## Challenge
Write out the part of the material that opens with the line containing "as [399, 384]." and runs through the end of the material, renaming "reference marker" as "position marker" and leaving all else unchanged.

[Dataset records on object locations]
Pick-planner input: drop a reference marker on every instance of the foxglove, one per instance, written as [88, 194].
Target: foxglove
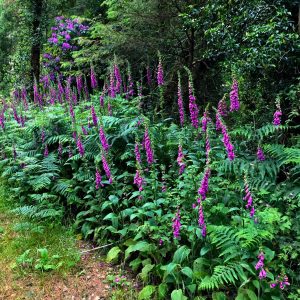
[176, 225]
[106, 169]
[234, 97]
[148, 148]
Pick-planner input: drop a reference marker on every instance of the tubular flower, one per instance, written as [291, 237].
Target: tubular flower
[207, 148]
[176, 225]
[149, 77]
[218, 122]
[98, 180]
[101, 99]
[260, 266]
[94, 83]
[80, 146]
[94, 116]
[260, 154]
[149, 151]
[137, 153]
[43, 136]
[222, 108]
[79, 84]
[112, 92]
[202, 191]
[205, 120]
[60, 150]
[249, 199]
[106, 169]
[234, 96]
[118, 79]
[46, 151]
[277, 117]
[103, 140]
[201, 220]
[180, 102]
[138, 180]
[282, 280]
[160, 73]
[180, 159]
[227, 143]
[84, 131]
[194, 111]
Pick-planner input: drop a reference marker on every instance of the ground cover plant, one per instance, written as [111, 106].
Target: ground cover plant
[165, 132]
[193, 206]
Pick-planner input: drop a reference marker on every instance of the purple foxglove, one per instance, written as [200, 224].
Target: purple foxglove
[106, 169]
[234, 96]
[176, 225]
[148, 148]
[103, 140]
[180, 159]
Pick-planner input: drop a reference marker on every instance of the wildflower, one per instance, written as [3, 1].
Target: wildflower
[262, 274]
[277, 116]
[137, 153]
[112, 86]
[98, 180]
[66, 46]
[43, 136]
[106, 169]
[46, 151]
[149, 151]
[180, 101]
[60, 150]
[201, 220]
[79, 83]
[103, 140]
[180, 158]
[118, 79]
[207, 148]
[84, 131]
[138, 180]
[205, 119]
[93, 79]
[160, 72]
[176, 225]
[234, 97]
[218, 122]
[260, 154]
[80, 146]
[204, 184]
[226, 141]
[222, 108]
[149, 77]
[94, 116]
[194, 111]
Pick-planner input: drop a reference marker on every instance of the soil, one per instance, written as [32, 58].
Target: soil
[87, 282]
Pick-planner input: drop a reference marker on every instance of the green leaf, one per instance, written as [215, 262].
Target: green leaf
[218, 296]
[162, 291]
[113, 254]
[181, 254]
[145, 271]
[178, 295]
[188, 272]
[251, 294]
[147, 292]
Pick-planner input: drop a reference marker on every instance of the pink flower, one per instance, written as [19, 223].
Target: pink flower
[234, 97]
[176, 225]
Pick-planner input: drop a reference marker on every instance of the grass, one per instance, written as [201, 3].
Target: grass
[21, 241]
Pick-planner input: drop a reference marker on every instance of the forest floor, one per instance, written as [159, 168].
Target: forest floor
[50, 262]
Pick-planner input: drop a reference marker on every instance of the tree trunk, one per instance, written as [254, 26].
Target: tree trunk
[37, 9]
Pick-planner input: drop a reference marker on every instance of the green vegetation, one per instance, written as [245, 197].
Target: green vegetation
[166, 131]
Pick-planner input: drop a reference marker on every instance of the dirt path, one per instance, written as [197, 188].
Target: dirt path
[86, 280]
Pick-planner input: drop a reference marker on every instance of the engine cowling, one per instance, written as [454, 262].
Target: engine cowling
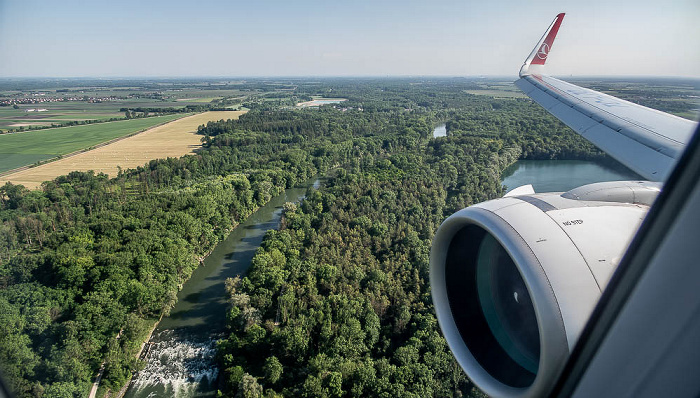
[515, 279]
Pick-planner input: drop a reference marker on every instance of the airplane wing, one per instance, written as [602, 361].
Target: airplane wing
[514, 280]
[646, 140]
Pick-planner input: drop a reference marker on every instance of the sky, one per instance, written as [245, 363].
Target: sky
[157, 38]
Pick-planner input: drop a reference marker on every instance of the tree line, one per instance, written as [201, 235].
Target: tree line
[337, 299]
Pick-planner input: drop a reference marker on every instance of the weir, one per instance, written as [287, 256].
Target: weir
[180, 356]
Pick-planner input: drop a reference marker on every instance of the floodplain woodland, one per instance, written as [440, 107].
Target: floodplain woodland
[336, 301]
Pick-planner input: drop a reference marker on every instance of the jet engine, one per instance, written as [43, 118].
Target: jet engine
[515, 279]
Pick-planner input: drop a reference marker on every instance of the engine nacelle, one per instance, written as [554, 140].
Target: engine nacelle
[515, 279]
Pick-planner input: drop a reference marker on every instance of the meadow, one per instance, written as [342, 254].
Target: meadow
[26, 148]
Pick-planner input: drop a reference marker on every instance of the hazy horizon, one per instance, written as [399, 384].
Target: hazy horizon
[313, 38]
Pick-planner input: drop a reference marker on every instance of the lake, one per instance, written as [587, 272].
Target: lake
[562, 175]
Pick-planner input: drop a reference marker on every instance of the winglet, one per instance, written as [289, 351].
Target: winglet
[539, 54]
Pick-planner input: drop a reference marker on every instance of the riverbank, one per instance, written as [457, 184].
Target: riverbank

## Exercise output
Pick-planner input: drop a position marker on every instance of the hazy horizon, one per instance, written as [399, 384].
Target: hazy horizon
[313, 38]
Pick-planner input: drop a position marker on every instance of the lake, one per instance, written as [587, 272].
Target: lake
[562, 175]
Pick-planner input: drop a position marker on every instance of the winglet, one per instance, written as [289, 351].
Target: winglet
[539, 54]
Pick-planner input: drop a position marker on every instance of the riverbank, one per instance, written as [457, 184].
Target: riverbank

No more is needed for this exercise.